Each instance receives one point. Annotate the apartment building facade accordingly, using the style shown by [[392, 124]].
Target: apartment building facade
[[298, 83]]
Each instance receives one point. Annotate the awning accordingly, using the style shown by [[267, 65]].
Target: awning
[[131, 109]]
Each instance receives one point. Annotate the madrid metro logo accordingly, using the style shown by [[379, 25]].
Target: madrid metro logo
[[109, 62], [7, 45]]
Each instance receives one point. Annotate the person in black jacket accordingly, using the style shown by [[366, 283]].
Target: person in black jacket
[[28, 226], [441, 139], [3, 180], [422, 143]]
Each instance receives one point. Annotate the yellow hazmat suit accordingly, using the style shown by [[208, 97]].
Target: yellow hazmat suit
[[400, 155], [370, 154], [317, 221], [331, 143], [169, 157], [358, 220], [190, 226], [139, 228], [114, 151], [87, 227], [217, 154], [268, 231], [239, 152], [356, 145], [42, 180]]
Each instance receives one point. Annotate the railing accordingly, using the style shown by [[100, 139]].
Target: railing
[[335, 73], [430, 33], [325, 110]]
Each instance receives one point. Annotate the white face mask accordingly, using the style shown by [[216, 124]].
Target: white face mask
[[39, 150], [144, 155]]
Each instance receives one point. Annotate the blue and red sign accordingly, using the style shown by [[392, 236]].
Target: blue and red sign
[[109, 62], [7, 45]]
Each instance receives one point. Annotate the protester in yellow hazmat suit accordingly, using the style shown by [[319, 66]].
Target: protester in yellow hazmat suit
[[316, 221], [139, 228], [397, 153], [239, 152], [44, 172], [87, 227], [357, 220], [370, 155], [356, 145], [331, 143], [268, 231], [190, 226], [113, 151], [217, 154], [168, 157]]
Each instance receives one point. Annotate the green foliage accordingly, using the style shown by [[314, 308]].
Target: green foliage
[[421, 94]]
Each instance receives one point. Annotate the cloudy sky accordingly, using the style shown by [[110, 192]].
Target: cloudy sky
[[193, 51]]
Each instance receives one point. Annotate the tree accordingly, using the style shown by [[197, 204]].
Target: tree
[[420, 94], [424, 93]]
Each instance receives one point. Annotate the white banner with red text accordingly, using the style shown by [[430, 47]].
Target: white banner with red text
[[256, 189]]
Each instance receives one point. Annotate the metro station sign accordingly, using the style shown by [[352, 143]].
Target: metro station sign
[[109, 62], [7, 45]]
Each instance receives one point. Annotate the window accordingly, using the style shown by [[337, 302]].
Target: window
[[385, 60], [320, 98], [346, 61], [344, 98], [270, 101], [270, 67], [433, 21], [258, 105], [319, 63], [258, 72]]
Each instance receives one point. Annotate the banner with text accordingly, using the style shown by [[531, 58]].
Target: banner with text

——

### Task to complete
Write out the listing once more, matching it exactly.

### Response to this task
Each instance receives one point. Annotate the apartment building facade accordingly, using the style shown by [[392, 124]].
Target: apartment building facade
[[298, 83]]
Each instance receives one point. Annotate the awning accordingly, using the style shown by [[267, 65]].
Target: awning
[[131, 109]]
Each instance receives one point. Annotate the madrid metro logo accordingly, using the style shown by [[379, 25]].
Target: madrid metro logo
[[109, 62], [7, 45]]
Each instance receives one point. Annotate the person in black jacket accordingly, using the style shown by [[366, 283]].
Target: person in black jacket
[[28, 226], [441, 139], [3, 180], [422, 143]]
Each instance receives one point. Annotate the yellow hazmat suit accordingly, using the style shown by [[208, 97]].
Target: yellow hazmat suit
[[400, 155], [370, 154], [317, 221], [331, 143], [169, 157], [358, 220], [190, 226], [139, 228], [114, 151], [87, 227], [217, 154], [268, 231], [239, 152], [356, 145], [42, 180]]
Each instance receives one point. Annotate the railing accordingly, using the style shown by [[100, 139]].
Target: railing
[[335, 73], [430, 33], [325, 110]]
Each instance receives one point. Annotate the white face mask accordingly, using the style shown by [[216, 124]].
Target: white face mask
[[39, 150], [144, 155]]
Each instance receives one point. Annotate the blue and red sign accordingly, using the style shown by [[392, 236]].
Target: blue and red sign
[[109, 62], [7, 45]]
Each instance receives one point. Annotate the protester in yellow hazmat suit accordingly, using the style shown by [[319, 66]].
Target: protester in yellow hazmat suit
[[316, 221], [139, 228], [397, 153], [239, 152], [44, 172], [87, 227], [357, 220], [370, 155], [356, 145], [331, 143], [268, 231], [190, 226], [113, 151], [217, 154], [168, 157]]
Each instance receives one point. Annotate the green foliage accordingly, using the style shown by [[314, 308]].
Target: green foliage
[[421, 94]]
Each instance receives one point. Annotate the cloudy sky accordingly, using the style shown by [[110, 192]].
Target: cloudy sky
[[193, 51]]
Each instance receives one point. Annotate the tree accordingly, using the style shown by [[197, 204]].
Target: tree
[[420, 94], [424, 93]]
Each instance receives one point. Annotate the white banner with red text accordingly, using the style shown by [[430, 47]].
Target: white banner with red text
[[256, 189]]
Each instance receives one point. Annotate the metro station sign accordingly, using the style shown by [[352, 143]].
Target: metro station sign
[[109, 62], [7, 45]]
Each instance receives one point. Annotate the window accordingly, using the style shown by [[337, 302]].
Target: window
[[385, 60], [320, 98], [346, 61], [344, 98], [270, 101], [270, 67], [433, 21], [258, 105], [319, 63], [258, 72]]
Each instance receives one point. Annotate the banner with text accordingly, using the style shown by [[531, 58]].
Target: banner with text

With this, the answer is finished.